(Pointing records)

------------------------

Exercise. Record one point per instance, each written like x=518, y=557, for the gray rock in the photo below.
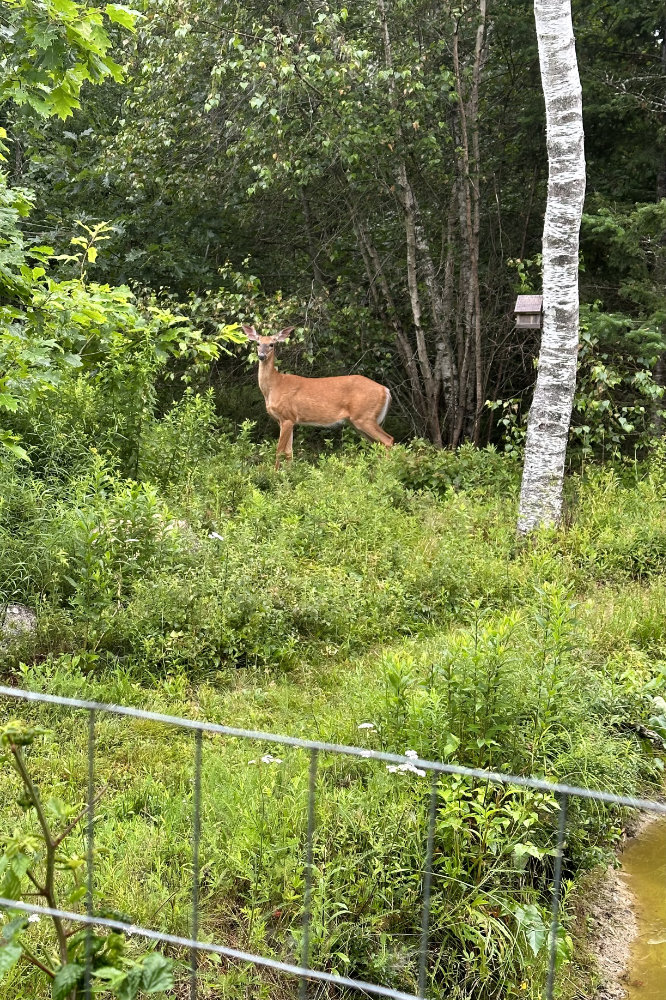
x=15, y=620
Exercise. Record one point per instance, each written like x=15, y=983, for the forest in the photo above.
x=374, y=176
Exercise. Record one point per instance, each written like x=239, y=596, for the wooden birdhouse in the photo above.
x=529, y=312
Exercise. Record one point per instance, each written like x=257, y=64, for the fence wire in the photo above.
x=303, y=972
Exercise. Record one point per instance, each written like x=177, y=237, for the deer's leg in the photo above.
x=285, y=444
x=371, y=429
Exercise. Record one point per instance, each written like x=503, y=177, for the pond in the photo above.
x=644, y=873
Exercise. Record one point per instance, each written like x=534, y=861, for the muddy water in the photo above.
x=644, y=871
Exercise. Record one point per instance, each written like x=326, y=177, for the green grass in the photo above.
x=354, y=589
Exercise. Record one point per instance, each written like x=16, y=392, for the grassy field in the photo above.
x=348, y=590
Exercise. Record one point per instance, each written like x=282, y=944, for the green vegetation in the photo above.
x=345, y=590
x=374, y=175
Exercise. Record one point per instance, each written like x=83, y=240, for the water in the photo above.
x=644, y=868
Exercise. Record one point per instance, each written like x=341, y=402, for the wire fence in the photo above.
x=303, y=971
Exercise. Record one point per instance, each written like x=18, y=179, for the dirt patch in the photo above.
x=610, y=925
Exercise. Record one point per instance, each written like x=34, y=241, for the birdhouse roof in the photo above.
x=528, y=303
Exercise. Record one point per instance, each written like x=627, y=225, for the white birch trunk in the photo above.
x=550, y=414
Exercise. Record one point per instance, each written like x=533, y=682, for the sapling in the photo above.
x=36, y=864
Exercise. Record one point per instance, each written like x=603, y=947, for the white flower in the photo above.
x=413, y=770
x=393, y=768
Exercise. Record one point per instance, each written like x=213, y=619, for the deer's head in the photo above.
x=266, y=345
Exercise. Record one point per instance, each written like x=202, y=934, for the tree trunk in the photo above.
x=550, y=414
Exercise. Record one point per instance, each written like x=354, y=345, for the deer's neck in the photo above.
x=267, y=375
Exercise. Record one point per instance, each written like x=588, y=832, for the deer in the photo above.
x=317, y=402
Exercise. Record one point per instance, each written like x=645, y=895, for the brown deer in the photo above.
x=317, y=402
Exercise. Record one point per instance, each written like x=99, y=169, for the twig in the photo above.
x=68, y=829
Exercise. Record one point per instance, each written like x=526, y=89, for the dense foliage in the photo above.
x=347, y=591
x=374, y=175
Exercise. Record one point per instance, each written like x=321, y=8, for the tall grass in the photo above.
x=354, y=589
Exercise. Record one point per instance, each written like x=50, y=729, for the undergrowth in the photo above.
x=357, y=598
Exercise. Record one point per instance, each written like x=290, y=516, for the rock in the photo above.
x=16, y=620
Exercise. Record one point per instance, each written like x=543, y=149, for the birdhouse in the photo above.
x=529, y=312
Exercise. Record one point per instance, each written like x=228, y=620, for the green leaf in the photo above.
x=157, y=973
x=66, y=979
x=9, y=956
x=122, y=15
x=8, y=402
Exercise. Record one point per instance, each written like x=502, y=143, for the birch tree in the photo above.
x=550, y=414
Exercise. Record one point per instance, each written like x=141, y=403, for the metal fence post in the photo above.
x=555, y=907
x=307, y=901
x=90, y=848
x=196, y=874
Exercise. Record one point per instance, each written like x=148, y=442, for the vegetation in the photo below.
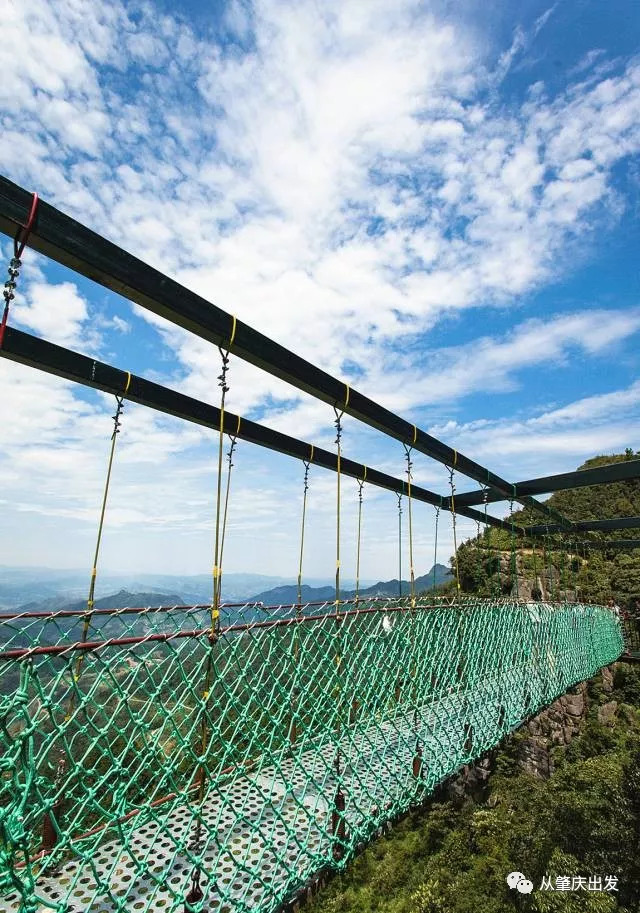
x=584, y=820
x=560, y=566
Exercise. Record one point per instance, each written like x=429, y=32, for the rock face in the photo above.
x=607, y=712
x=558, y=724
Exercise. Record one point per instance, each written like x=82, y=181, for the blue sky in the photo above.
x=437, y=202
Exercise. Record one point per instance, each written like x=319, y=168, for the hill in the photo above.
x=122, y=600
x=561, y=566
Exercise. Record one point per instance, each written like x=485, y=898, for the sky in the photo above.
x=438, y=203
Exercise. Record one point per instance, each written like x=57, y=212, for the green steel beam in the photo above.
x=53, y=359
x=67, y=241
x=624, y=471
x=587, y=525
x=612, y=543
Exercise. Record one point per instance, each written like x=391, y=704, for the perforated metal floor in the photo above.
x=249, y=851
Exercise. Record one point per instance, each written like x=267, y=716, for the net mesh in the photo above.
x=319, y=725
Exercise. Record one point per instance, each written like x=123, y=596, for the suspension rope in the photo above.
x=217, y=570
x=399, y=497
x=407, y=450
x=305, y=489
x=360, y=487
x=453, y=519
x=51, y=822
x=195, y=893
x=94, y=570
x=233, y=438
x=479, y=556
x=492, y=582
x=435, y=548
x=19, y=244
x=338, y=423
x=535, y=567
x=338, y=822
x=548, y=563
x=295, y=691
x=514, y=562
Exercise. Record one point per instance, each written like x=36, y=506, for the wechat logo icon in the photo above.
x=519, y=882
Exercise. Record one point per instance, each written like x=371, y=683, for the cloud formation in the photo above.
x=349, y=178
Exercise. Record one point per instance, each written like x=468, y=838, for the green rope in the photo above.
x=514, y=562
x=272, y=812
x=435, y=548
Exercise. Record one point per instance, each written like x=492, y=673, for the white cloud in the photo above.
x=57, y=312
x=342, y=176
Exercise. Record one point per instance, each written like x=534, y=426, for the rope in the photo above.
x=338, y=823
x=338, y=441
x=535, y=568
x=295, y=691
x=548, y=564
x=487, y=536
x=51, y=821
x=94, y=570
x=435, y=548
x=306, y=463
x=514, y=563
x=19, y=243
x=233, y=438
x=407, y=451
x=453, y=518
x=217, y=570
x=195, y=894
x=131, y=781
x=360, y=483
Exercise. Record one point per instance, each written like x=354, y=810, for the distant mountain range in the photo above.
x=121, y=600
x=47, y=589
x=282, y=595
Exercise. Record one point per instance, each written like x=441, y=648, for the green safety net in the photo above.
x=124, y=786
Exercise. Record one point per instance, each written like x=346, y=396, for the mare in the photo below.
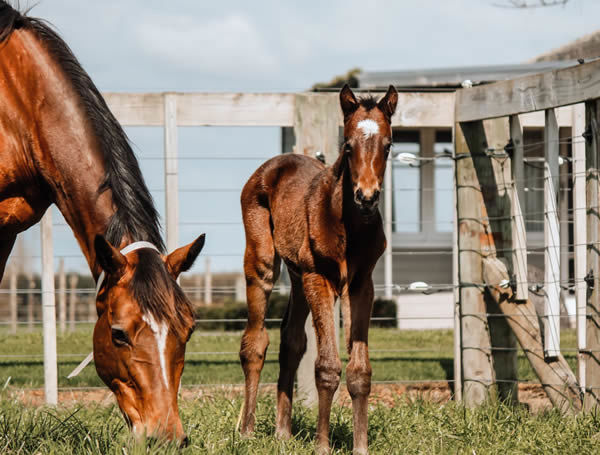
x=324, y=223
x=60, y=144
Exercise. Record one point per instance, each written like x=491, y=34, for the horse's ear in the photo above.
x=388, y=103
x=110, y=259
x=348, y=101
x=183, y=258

------------------------

— What the task requires —
Present every line of the listing above as a Markdown table with the columns Nr and Line, numbering the rows in order and skipping blank lines. Leave the pictures out of the table.

— Written reply —
| Nr | Line |
|---|---|
| 1 | Exercise. Record one point per instance, each written like x=518, y=557, for the gray rock in the photo below. |
| 2 | x=15, y=620 |
| 3 | Exercise. Record one point per instance, each written like x=15, y=983, for the forest in the photo above. |
| 4 | x=374, y=176 |
| 5 | Exercise. Record one point per instance, each written like x=239, y=596, for the wooden birdhouse in the photo above. |
| 6 | x=529, y=312 |
| 7 | Exercise. Record one point per instance, each written like x=257, y=64, for the fence wire in the photo above. |
| 8 | x=303, y=972 |
| 9 | Exercise. Record one point per instance, each written like x=177, y=237, for the deer's leg in the photo above. |
| 10 | x=285, y=444 |
| 11 | x=371, y=429 |
| 12 | Exercise. Record one point per instance, each written like x=503, y=177, for the pond in the photo above. |
| 13 | x=644, y=873 |
| 14 | Exercise. Record one point per instance, each written like x=534, y=861, for the muddy water in the photo above. |
| 15 | x=644, y=871 |
| 16 | Exercise. Record one point per instance, each written like x=326, y=177, for the green grass in the photo above. |
| 17 | x=354, y=589 |
| 18 | Exercise. Record one point per instance, each written like x=16, y=392, for the grassy field in the photo above. |
| 19 | x=348, y=590 |
| 20 | Exercise. Record one point per instance, each written like x=282, y=944, for the green vegetation in the photo above. |
| 21 | x=345, y=590 |
| 22 | x=374, y=175 |
| 23 | Exercise. Record one point per instance, each written like x=83, y=240, for the water in the photo above. |
| 24 | x=644, y=868 |
| 25 | Exercise. Record one point per instance, each written like x=341, y=402, for the wire fence in the photo above. |
| 26 | x=303, y=971 |
| 27 | Exercise. Record one point per instance, each written like x=18, y=179, for the dirt patch in the photo above. |
| 28 | x=610, y=925 |
| 29 | Exercise. Record one point per instance, each written like x=34, y=241, for the birdhouse roof in the photo above. |
| 30 | x=528, y=303 |
| 31 | Exercise. Record one point per instance, each written like x=627, y=225, for the white birch trunk in the photo above. |
| 32 | x=550, y=414 |
| 33 | Exercise. Record one point per instance, each written like x=533, y=682, for the sapling in the photo above. |
| 34 | x=36, y=864 |
| 35 | Exercise. Record one point per instance, each written like x=603, y=947, for the white flower in the photo above. |
| 36 | x=413, y=770 |
| 37 | x=393, y=768 |
| 38 | Exercise. Record one point per instance, each written like x=213, y=619, for the deer's head in the photo above. |
| 39 | x=266, y=345 |
| 40 | Exercise. Record one point per instance, each written like x=202, y=934, for the tree trunk in the photo above. |
| 41 | x=550, y=414 |
| 42 | Exercise. Record one point per instance, each written like x=354, y=345, for the deer's neck in the photo above. |
| 43 | x=267, y=375 |
| 44 | Exercise. Record one point per instance, each written like x=588, y=832, for the deer in the photo above. |
| 45 | x=317, y=402 |
| 46 | Exercise. Record one point per instance, each written like x=645, y=895, for the brown deer in the photo above. |
| 47 | x=317, y=402 |
| 48 | Exercise. Record one point per instance, each written like x=99, y=169, for the twig in the photo above. |
| 49 | x=68, y=829 |
| 50 | Exercise. Record one point per instance, each written like x=526, y=89, for the dense foliage in the photo above. |
| 51 | x=347, y=591 |
| 52 | x=374, y=175 |
| 53 | Exercise. Record one point per instance, each written like x=321, y=8, for the tall grass in the photo above. |
| 54 | x=354, y=589 |
| 55 | Exercise. Record one point per instance, each written like x=50, y=729, for the undergrowth in the photo above. |
| 56 | x=357, y=598 |
| 57 | Exercise. Record one point per instance, each written like x=290, y=516, for the rock in the photo above. |
| 58 | x=16, y=620 |
| 59 | Exercise. Record one point per instance, each written like x=543, y=149, for the birdhouse in the photo above. |
| 60 | x=529, y=312 |
| 61 | Exercise. Record one point per instance, each written like x=228, y=620, for the green leaf in the photo above. |
| 62 | x=157, y=973 |
| 63 | x=66, y=979 |
| 64 | x=9, y=956 |
| 65 | x=122, y=15 |
| 66 | x=8, y=402 |
| 67 | Exercise. Record one point per instance, each written like x=502, y=143, for the birch tree in the photo above. |
| 68 | x=550, y=414 |
| 69 | Exercise. Record one point per instance, each written like x=141, y=403, for the metal fence post in the photo above. |
| 70 | x=555, y=907 |
| 71 | x=307, y=901 |
| 72 | x=90, y=848 |
| 73 | x=196, y=874 |
| 74 | Exercise. Record one point per instance, each written like x=148, y=442, for the vegetation in the photo below. |
| 75 | x=584, y=820 |
| 76 | x=560, y=566 |
| 77 | Exercise. Record one point per instance, each written like x=429, y=32, for the rock face in the photo above. |
| 78 | x=607, y=712 |
| 79 | x=558, y=724 |
| 80 | Exercise. Record one point per instance, each written like x=82, y=181, for the blue sky in the photo above. |
| 81 | x=437, y=202 |
| 82 | Exercise. Record one point per instance, each written like x=319, y=168, for the hill in the photo above. |
| 83 | x=122, y=600 |
| 84 | x=561, y=566 |
| 85 | Exercise. Record one point per instance, each written like x=485, y=898, for the sky in the photo above. |
| 86 | x=438, y=203 |
| 87 | Exercise. Record one point per instance, each written like x=57, y=212, for the green steel beam in the photo above. |
| 88 | x=53, y=359 |
| 89 | x=67, y=241 |
| 90 | x=624, y=471 |
| 91 | x=587, y=525 |
| 92 | x=612, y=543 |
| 93 | Exercise. Record one point per instance, each written like x=391, y=704, for the perforated metal floor in the photo above. |
| 94 | x=249, y=851 |
| 95 | Exercise. Record one point per instance, each written like x=267, y=716, for the net mesh in the photo above. |
| 96 | x=319, y=725 |
| 97 | Exercise. Record one point per instance, each written like x=123, y=596, for the suspension rope in the photo above. |
| 98 | x=217, y=570 |
| 99 | x=399, y=497 |
| 100 | x=407, y=450 |
| 101 | x=305, y=489 |
| 102 | x=360, y=487 |
| 103 | x=453, y=519 |
| 104 | x=51, y=822 |
| 105 | x=195, y=893 |
| 106 | x=94, y=570 |
| 107 | x=233, y=438 |
| 108 | x=479, y=556 |
| 109 | x=492, y=582 |
| 110 | x=435, y=548 |
| 111 | x=19, y=244 |
| 112 | x=338, y=423 |
| 113 | x=535, y=567 |
| 114 | x=338, y=822 |
| 115 | x=548, y=563 |
| 116 | x=295, y=691 |
| 117 | x=514, y=562 |
| 118 | Exercise. Record one point per instance, each written like x=36, y=506, for the wechat logo icon in the photo above. |
| 119 | x=519, y=882 |
| 120 | Exercise. Record one point per instance, each written like x=371, y=683, for the cloud formation in the photo above. |
| 121 | x=349, y=178 |
| 122 | Exercise. Record one point per instance, each written like x=468, y=838, for the green rope in the photo above. |
| 123 | x=514, y=562 |
| 124 | x=272, y=812 |
| 125 | x=435, y=548 |
| 126 | Exercise. Record one point per instance, each written like x=492, y=673, for the white cloud in the photo above. |
| 127 | x=57, y=312 |
| 128 | x=342, y=176 |
| 129 | Exercise. Record one point per instance, each written like x=534, y=426, for the rope in the photo above. |
| 130 | x=338, y=823 |
| 131 | x=338, y=441 |
| 132 | x=535, y=568 |
| 133 | x=295, y=691 |
| 134 | x=548, y=564 |
| 135 | x=487, y=536 |
| 136 | x=51, y=821 |
| 137 | x=94, y=570 |
| 138 | x=435, y=548 |
| 139 | x=306, y=463 |
| 140 | x=514, y=563 |
| 141 | x=19, y=243 |
| 142 | x=233, y=438 |
| 143 | x=407, y=451 |
| 144 | x=453, y=518 |
| 145 | x=217, y=570 |
| 146 | x=195, y=894 |
| 147 | x=131, y=781 |
| 148 | x=360, y=483 |
| 149 | Exercise. Record one point per instance, each written like x=354, y=810, for the distant mountain range in the photo above. |
| 150 | x=121, y=600 |
| 151 | x=47, y=589 |
| 152 | x=282, y=595 |
| 153 | Exercise. Record one point per instance, each written like x=441, y=648, for the green safety net in the photo above. |
| 154 | x=124, y=786 |
| 155 | Exercise. Record one point per instance, each written like x=346, y=396, for the mare in the photo below. |
| 156 | x=324, y=223 |
| 157 | x=60, y=144 |
| 158 | Exercise. Record one point per instance, each written like x=491, y=34, for the horse's ear in the photo above. |
| 159 | x=388, y=103 |
| 160 | x=110, y=259 |
| 161 | x=348, y=101 |
| 162 | x=183, y=258 |